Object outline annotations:
------------------------------------------------

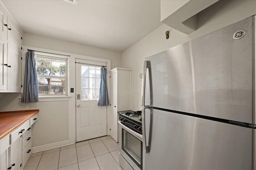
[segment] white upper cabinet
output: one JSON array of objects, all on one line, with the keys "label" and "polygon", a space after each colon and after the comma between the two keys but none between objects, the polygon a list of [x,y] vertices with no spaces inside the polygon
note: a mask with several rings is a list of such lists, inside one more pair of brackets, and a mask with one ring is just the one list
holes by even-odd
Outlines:
[{"label": "white upper cabinet", "polygon": [[131,70],[115,68],[110,70],[110,134],[118,142],[118,111],[131,109]]},{"label": "white upper cabinet", "polygon": [[0,93],[21,92],[23,32],[0,1]]}]

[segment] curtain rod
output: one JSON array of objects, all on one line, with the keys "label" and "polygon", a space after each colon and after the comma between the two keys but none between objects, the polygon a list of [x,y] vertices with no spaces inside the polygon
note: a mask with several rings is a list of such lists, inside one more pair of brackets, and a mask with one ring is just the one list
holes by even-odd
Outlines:
[{"label": "curtain rod", "polygon": [[75,63],[78,63],[78,64],[87,64],[88,65],[96,65],[97,66],[104,67],[106,67],[105,65],[97,65],[96,64],[86,64],[85,63],[79,63],[79,62],[75,62]]},{"label": "curtain rod", "polygon": [[56,54],[56,53],[48,53],[47,52],[40,51],[36,51],[36,50],[33,50],[32,49],[28,49],[28,51],[34,51],[40,52],[41,52],[41,53],[48,53],[49,54],[56,54],[56,55],[64,55],[64,56],[68,56],[68,57],[70,57],[70,55],[64,55],[64,54]]}]

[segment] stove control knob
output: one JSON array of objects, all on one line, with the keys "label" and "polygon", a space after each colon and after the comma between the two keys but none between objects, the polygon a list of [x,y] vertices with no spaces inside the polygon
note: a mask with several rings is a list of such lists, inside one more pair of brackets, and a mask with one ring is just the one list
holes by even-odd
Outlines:
[{"label": "stove control knob", "polygon": [[140,132],[142,131],[142,128],[141,128],[141,127],[139,127],[139,130],[140,130]]}]

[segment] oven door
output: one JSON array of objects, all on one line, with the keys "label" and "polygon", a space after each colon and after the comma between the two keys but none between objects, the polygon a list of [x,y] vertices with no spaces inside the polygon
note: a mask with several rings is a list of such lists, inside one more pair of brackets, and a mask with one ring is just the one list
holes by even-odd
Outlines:
[{"label": "oven door", "polygon": [[[142,169],[142,135],[119,124],[119,152],[134,170]],[[121,166],[122,165],[120,164]]]}]

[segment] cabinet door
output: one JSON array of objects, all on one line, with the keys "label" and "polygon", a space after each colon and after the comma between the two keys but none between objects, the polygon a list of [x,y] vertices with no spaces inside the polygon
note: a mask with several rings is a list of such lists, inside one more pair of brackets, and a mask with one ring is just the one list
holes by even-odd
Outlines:
[{"label": "cabinet door", "polygon": [[21,169],[22,152],[21,152],[21,142],[22,139],[20,137],[12,144],[9,148],[9,166],[11,167],[12,170]]},{"label": "cabinet door", "polygon": [[8,18],[8,42],[12,45],[12,48],[21,53],[21,36],[17,27],[14,21]]},{"label": "cabinet door", "polygon": [[[1,33],[0,33],[1,34]],[[6,90],[7,85],[7,42],[0,40],[0,90]]]},{"label": "cabinet door", "polygon": [[117,128],[117,77],[116,73],[111,75],[110,78],[110,103],[111,106],[110,120],[110,136],[116,142],[118,142],[118,129]]},{"label": "cabinet door", "polygon": [[7,90],[21,92],[20,87],[20,60],[21,54],[8,44]]},{"label": "cabinet door", "polygon": [[7,170],[8,164],[8,149],[0,155],[0,170]]}]

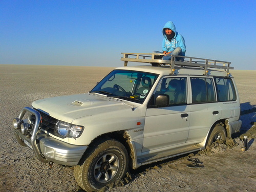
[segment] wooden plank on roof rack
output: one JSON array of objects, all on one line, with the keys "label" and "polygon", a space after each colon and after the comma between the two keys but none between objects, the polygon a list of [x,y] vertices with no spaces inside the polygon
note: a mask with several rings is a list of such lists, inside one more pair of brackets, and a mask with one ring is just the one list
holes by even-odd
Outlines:
[{"label": "wooden plank on roof rack", "polygon": [[[172,73],[175,71],[175,66],[182,66],[203,68],[207,74],[208,68],[217,68],[226,70],[227,75],[229,74],[229,70],[233,69],[234,68],[230,67],[230,62],[220,61],[202,58],[191,57],[187,56],[173,56],[172,60],[155,59],[155,56],[157,55],[166,55],[161,53],[122,53],[123,57],[121,60],[124,61],[124,66],[127,66],[128,61],[138,62],[142,63],[157,62],[165,65],[169,65],[171,67]],[[176,57],[184,57],[184,61],[176,61]],[[188,60],[186,60],[188,59]]]}]

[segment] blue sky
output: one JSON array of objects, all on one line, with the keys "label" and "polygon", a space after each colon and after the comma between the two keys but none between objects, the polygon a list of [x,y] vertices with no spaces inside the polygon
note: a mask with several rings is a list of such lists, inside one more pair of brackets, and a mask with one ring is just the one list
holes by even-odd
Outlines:
[{"label": "blue sky", "polygon": [[[167,2],[167,3],[166,3]],[[118,67],[161,51],[169,20],[188,56],[256,70],[256,1],[0,1],[0,63]]]}]

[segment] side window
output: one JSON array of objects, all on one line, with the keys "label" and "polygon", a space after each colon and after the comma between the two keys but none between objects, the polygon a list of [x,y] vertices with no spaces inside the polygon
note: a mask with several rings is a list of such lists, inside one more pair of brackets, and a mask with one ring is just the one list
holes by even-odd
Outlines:
[{"label": "side window", "polygon": [[192,103],[216,101],[212,79],[191,77]]},{"label": "side window", "polygon": [[231,79],[215,78],[219,101],[235,101],[237,99],[234,86]]},{"label": "side window", "polygon": [[169,106],[186,103],[186,78],[165,78],[163,79],[156,92],[156,96],[159,94],[165,94],[168,96]]}]

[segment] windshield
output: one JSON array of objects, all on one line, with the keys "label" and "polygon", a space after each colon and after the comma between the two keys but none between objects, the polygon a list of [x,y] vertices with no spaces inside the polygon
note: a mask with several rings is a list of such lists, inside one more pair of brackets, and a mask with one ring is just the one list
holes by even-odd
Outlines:
[{"label": "windshield", "polygon": [[157,76],[157,74],[137,71],[114,70],[90,92],[142,103]]}]

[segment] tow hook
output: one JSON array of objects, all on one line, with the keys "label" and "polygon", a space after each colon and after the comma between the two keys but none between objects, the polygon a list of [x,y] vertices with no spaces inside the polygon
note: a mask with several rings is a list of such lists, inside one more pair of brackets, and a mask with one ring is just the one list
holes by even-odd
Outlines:
[{"label": "tow hook", "polygon": [[52,165],[53,164],[53,162],[50,161],[49,162],[49,165],[50,166],[50,168],[51,169],[52,168]]}]

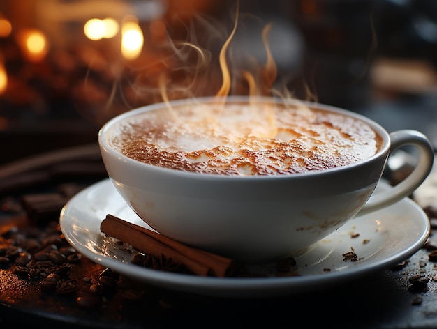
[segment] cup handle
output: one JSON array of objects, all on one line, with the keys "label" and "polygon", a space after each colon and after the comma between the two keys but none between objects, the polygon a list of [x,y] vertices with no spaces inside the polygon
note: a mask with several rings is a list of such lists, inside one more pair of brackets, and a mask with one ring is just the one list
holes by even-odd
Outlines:
[{"label": "cup handle", "polygon": [[432,169],[434,160],[434,148],[428,138],[421,132],[413,130],[398,130],[390,134],[391,140],[389,156],[405,145],[413,145],[418,151],[418,161],[413,171],[402,181],[389,190],[384,191],[369,199],[358,212],[358,215],[390,206],[405,197],[411,195],[425,180]]}]

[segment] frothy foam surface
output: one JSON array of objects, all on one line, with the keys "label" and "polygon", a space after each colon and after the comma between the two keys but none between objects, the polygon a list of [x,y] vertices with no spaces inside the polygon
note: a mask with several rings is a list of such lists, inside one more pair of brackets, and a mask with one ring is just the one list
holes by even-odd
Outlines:
[{"label": "frothy foam surface", "polygon": [[145,112],[115,125],[110,145],[148,164],[232,176],[300,173],[373,155],[380,137],[334,112],[271,103],[192,104]]}]

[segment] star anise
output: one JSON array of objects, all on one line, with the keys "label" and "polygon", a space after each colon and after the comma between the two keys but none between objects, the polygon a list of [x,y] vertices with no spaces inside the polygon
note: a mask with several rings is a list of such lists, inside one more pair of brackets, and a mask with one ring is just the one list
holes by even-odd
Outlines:
[{"label": "star anise", "polygon": [[165,270],[167,272],[186,273],[186,268],[183,264],[173,262],[171,258],[167,258],[164,255],[161,257],[151,256],[151,268]]}]

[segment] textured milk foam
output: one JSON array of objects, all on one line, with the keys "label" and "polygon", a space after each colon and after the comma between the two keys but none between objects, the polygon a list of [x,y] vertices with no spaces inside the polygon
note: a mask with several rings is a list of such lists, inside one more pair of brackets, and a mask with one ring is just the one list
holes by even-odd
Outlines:
[{"label": "textured milk foam", "polygon": [[302,106],[191,104],[145,112],[108,135],[127,157],[156,166],[228,176],[280,175],[367,159],[381,139],[366,123]]}]

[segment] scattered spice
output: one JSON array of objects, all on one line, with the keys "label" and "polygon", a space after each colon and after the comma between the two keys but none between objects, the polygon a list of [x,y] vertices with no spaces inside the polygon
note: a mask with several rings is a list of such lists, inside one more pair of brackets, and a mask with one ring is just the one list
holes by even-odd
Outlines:
[{"label": "scattered spice", "polygon": [[351,247],[350,251],[348,252],[345,252],[343,254],[343,261],[358,261],[358,256],[355,253],[354,249]]}]

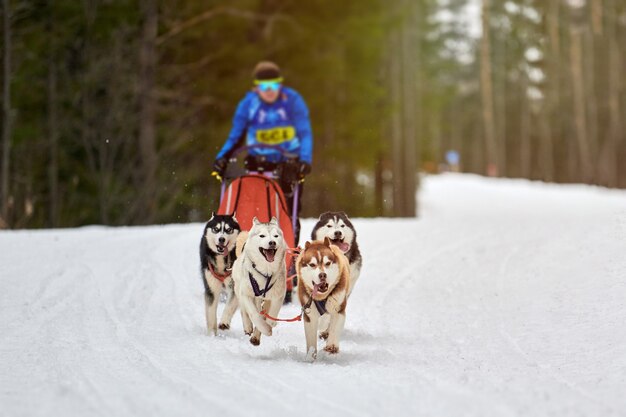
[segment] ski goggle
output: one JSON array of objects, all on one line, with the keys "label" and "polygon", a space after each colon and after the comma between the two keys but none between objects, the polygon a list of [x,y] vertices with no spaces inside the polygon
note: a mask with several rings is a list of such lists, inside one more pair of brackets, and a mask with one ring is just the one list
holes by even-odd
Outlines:
[{"label": "ski goggle", "polygon": [[275,80],[263,80],[263,81],[258,81],[257,80],[257,81],[254,82],[254,84],[261,91],[268,91],[268,90],[278,91],[280,89],[280,85],[281,85],[282,81],[283,81],[282,78],[277,78]]}]

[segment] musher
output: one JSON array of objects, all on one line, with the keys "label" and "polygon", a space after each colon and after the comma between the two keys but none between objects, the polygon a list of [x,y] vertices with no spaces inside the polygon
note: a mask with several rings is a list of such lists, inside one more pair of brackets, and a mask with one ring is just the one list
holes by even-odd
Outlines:
[{"label": "musher", "polygon": [[[283,85],[280,68],[273,62],[261,61],[253,71],[254,87],[239,102],[233,127],[226,143],[217,154],[213,168],[222,176],[228,166],[230,155],[241,146],[257,144],[270,145],[269,148],[252,148],[248,152],[245,166],[248,171],[256,171],[259,167],[265,171],[289,166],[287,175],[281,175],[278,183],[285,194],[289,213],[293,211],[294,183],[302,180],[311,172],[313,157],[313,135],[309,120],[309,109],[292,88]],[[287,159],[283,154],[272,148],[282,148],[293,154],[295,159]],[[302,184],[298,198],[298,220],[294,237],[296,245],[300,238],[300,200]]]}]

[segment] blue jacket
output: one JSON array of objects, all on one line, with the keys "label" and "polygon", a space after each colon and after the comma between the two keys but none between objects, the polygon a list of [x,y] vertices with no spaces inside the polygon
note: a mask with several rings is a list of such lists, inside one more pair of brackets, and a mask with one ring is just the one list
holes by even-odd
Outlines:
[{"label": "blue jacket", "polygon": [[[245,145],[266,144],[278,146],[296,154],[301,161],[311,163],[313,159],[313,133],[309,121],[309,109],[304,99],[295,90],[283,86],[278,99],[271,104],[261,100],[250,91],[239,102],[233,128],[217,158],[227,156],[243,135]],[[282,162],[284,157],[272,149],[253,149],[250,155],[265,155],[270,162]]]}]

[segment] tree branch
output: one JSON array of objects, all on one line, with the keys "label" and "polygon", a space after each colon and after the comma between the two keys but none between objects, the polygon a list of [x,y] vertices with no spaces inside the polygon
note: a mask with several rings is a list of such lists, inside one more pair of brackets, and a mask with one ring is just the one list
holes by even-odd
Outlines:
[{"label": "tree branch", "polygon": [[248,19],[248,20],[260,20],[260,21],[285,20],[285,21],[290,21],[291,23],[294,23],[293,19],[282,14],[268,16],[268,15],[264,15],[260,13],[249,12],[246,10],[233,9],[230,7],[218,7],[217,9],[207,10],[204,13],[199,14],[198,16],[194,16],[191,19],[175,24],[168,32],[164,33],[163,35],[157,38],[156,44],[161,45],[164,42],[168,41],[169,39],[173,38],[174,36],[178,35],[179,33],[191,27],[196,26],[200,23],[203,23],[207,20],[210,20],[216,16],[223,15],[223,14],[228,15],[228,16],[240,17],[240,18]]}]

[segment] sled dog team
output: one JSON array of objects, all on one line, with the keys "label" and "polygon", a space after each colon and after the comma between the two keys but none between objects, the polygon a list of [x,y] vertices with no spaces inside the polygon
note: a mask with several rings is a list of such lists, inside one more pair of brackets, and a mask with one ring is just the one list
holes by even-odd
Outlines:
[{"label": "sled dog team", "polygon": [[[323,213],[311,239],[295,259],[309,361],[317,357],[318,336],[326,340],[326,352],[339,352],[346,304],[362,263],[356,231],[343,212]],[[255,218],[249,231],[241,231],[234,216],[211,216],[200,241],[209,334],[229,329],[239,307],[250,343],[258,346],[261,335],[272,335],[276,321],[269,317],[278,318],[283,305],[288,249],[276,218],[269,223]],[[226,306],[218,324],[217,304],[223,290]]]}]

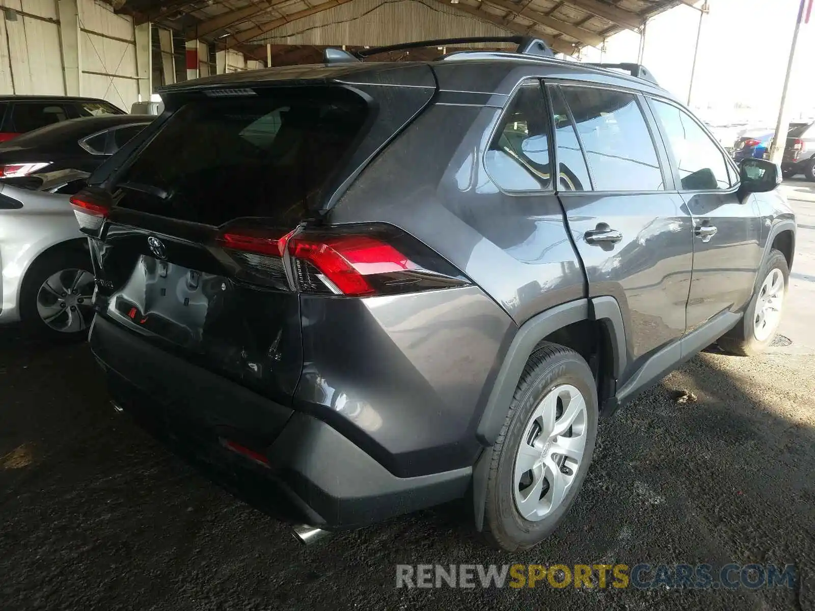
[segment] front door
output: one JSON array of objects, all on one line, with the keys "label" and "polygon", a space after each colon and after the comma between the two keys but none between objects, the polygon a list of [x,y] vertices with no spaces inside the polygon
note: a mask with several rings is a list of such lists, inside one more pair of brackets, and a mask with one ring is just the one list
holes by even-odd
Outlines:
[{"label": "front door", "polygon": [[[685,333],[690,214],[670,189],[667,158],[654,144],[641,96],[571,85],[550,87],[549,93],[558,196],[585,266],[589,296],[610,295],[620,305],[630,373]],[[571,190],[569,177],[584,173],[587,165],[592,188]]]},{"label": "front door", "polygon": [[750,301],[761,265],[761,219],[756,199],[739,196],[735,168],[688,112],[651,99],[677,186],[694,220],[694,275],[688,331]]}]

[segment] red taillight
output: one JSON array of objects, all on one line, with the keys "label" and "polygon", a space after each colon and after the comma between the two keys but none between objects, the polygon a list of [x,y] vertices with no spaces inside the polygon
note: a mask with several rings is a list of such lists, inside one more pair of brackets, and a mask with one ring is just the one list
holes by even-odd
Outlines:
[{"label": "red taillight", "polygon": [[50,161],[33,164],[7,164],[6,165],[0,165],[0,177],[3,178],[18,178],[39,172],[48,165],[51,165]]},{"label": "red taillight", "polygon": [[301,292],[368,297],[468,284],[455,267],[394,227],[287,234],[229,227],[216,243],[246,279]]},{"label": "red taillight", "polygon": [[73,213],[82,229],[95,231],[102,226],[110,208],[96,198],[80,191],[71,198]]}]

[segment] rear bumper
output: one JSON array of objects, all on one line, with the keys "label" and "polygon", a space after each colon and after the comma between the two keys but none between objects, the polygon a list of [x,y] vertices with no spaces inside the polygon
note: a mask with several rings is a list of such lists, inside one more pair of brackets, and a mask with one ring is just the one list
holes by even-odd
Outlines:
[{"label": "rear bumper", "polygon": [[[282,519],[327,529],[363,526],[460,498],[469,486],[469,467],[398,477],[324,422],[191,365],[99,316],[90,345],[119,406],[209,479]],[[226,440],[267,462],[227,449]]]}]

------------------------------------------------

## Exercise
Gather every line of the entries above that contains the word "foam".

## Final answer
[segment] frothy foam surface
[{"label": "frothy foam surface", "polygon": [[145,112],[115,125],[110,145],[148,164],[232,176],[300,173],[373,155],[380,137],[334,112],[271,103],[192,104]]}]
[segment] textured milk foam
[{"label": "textured milk foam", "polygon": [[302,106],[191,104],[145,112],[108,135],[127,157],[156,166],[228,176],[280,175],[367,159],[381,139],[366,123]]}]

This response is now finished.